◆ **Source text**:
++++++++++

Linux and automotive computing security

Posted Oct 10, 2012 22:51 UTC (Wed) by SLi (subscriber, #53131)
Parent article: Linux and automotive computing security

I am a Linux geek, and I work with safety critical systems (mostly safety critical methodology research). I think anyone who thinks Linux, or for that matter Windows or any other operating system most people here would have heard of, could run in a safety-critical setting in the foreseeable future simply misunderstands the nature of safety critical systems.

The first thing to understand is that safety is not the same as security. Most of this article talks about security. Security can affect safety, and certainly the safety critical industry should take it better into account, but it's only a very small part of the story. Also, many of the attacks mentioned in this paper do not concern safety at all. For example, someone being able to steal your car is not a safety concern. Safety concerns are exactly those that can lead to bodily harm or death of someone operating the system or other people.

As an example, a window closing mechanism in a car might be considered very slightly safety critical if it would be possible for it to chop off a finger if it malfunctions. Brakes would have a higher safety criticality level, since a car moving at a high speed without functional brakes can cause the death of not only the driver but also other people. The car stereos would generally be considered non-critical, but to certify the entire system, you will have to show sufficient separation between critical and non-critical systems, and also between less critical and more critical systems.

++++++++++

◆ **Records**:
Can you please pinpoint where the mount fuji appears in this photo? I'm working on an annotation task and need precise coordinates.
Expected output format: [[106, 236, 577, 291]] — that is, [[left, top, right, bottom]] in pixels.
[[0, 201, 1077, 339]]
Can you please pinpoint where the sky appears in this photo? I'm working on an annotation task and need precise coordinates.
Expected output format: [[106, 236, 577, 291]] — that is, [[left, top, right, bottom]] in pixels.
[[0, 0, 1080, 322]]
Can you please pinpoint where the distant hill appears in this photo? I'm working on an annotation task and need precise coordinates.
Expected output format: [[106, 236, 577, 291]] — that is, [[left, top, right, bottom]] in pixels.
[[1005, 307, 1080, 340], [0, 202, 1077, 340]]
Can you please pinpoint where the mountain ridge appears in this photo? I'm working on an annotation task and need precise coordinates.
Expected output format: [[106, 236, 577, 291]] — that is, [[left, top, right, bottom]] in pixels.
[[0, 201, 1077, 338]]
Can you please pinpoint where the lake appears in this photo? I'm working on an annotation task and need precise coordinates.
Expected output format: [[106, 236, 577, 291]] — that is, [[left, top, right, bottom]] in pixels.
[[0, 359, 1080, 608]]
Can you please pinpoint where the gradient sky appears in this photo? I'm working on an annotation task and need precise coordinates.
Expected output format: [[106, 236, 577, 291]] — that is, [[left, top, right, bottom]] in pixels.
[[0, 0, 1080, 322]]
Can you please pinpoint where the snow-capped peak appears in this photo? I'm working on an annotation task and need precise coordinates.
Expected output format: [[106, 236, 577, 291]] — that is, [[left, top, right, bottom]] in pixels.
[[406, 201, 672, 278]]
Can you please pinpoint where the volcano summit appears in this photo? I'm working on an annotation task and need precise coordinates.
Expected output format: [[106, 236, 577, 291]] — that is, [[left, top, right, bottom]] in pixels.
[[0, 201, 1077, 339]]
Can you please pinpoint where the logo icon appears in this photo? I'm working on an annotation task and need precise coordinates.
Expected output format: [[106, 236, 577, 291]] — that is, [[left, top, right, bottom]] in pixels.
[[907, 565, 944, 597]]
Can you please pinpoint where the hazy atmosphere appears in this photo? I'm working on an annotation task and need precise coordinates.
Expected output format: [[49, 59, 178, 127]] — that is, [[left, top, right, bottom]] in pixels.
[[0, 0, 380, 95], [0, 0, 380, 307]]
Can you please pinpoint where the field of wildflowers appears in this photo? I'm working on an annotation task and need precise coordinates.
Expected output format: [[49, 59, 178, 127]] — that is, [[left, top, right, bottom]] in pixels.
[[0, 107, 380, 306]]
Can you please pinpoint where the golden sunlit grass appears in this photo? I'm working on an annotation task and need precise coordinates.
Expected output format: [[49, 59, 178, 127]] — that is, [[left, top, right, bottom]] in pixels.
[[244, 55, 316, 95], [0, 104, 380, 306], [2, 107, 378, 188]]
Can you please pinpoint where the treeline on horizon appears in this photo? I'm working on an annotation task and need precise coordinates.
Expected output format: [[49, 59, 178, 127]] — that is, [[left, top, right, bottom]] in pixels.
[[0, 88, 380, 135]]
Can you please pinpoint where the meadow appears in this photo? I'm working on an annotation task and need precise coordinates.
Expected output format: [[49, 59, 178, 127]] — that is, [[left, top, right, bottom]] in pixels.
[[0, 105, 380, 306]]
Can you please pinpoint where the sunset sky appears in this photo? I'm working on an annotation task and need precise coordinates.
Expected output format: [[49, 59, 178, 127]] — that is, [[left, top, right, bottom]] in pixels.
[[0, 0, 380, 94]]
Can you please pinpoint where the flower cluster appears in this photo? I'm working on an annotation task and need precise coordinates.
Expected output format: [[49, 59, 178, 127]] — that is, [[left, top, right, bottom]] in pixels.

++++++++++

◆ **Tasks to perform**:
a - What example does the comment on Linux and automotive security give of an attack that is not a safety concern?
b - List every line of the entries that contains the word "lake". Case counts.

◆ **The responses**:
a - Someone being able to steal your car.

b -
Can you please pinpoint where the lake appears in this photo? I'm working on an annotation task and need precise coordinates.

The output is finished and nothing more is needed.